Stored data:
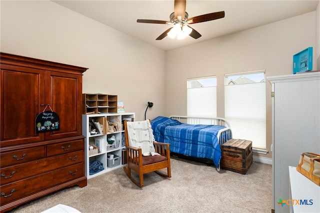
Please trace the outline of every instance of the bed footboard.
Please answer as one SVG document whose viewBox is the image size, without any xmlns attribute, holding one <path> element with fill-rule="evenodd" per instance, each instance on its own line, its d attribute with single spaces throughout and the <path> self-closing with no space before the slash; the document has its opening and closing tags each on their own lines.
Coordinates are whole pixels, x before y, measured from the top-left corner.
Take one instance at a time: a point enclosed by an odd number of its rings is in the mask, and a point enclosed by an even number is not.
<svg viewBox="0 0 320 213">
<path fill-rule="evenodd" d="M 220 125 L 226 126 L 226 128 L 219 130 L 217 136 L 220 147 L 222 144 L 232 139 L 232 132 L 230 128 L 230 124 L 224 118 L 200 118 L 178 116 L 172 116 L 169 118 L 176 120 L 181 122 L 192 124 Z M 218 171 L 220 170 L 220 164 L 219 164 L 219 166 L 216 168 Z"/>
</svg>

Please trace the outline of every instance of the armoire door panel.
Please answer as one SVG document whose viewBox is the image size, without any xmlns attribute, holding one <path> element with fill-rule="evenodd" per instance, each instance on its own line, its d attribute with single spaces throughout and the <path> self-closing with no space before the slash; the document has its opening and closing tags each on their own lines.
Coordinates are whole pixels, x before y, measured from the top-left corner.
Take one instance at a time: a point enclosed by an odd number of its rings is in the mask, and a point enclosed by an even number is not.
<svg viewBox="0 0 320 213">
<path fill-rule="evenodd" d="M 60 129 L 46 132 L 46 140 L 82 134 L 79 120 L 82 100 L 78 98 L 82 89 L 81 78 L 80 75 L 46 72 L 46 104 L 50 104 L 59 116 Z"/>
<path fill-rule="evenodd" d="M 2 146 L 44 140 L 35 120 L 44 102 L 44 78 L 43 70 L 1 64 Z"/>
</svg>

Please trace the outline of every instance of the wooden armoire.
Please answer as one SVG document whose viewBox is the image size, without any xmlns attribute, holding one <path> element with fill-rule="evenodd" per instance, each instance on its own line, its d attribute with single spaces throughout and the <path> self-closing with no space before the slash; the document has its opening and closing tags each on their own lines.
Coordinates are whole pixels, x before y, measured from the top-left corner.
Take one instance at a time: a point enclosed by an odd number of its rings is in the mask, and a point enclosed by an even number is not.
<svg viewBox="0 0 320 213">
<path fill-rule="evenodd" d="M 86 186 L 82 102 L 87 68 L 0 54 L 2 212 L 64 188 Z M 58 116 L 58 130 L 37 132 L 36 118 L 44 110 Z"/>
</svg>

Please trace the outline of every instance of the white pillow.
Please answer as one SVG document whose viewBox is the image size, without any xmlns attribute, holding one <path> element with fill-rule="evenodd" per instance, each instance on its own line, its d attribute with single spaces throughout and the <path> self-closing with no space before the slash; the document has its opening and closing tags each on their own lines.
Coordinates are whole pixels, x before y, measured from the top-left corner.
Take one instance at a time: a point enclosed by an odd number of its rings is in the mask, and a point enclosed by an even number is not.
<svg viewBox="0 0 320 213">
<path fill-rule="evenodd" d="M 142 122 L 127 122 L 129 146 L 142 150 L 144 156 L 154 152 L 152 130 L 149 120 Z"/>
</svg>

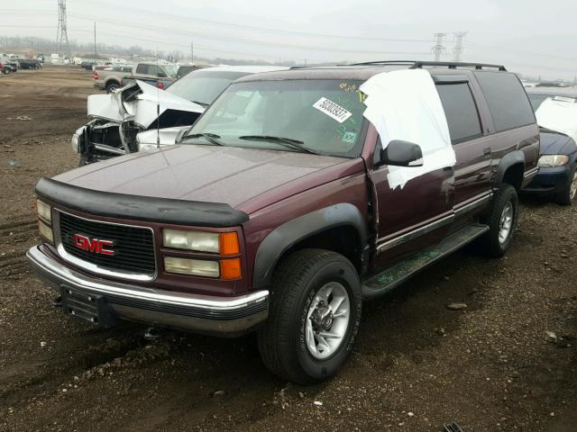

Requirement:
Please state how many lines of the items above contain the string "every". Case counts, and the answer should be the number alone.

Answer to the problem:
4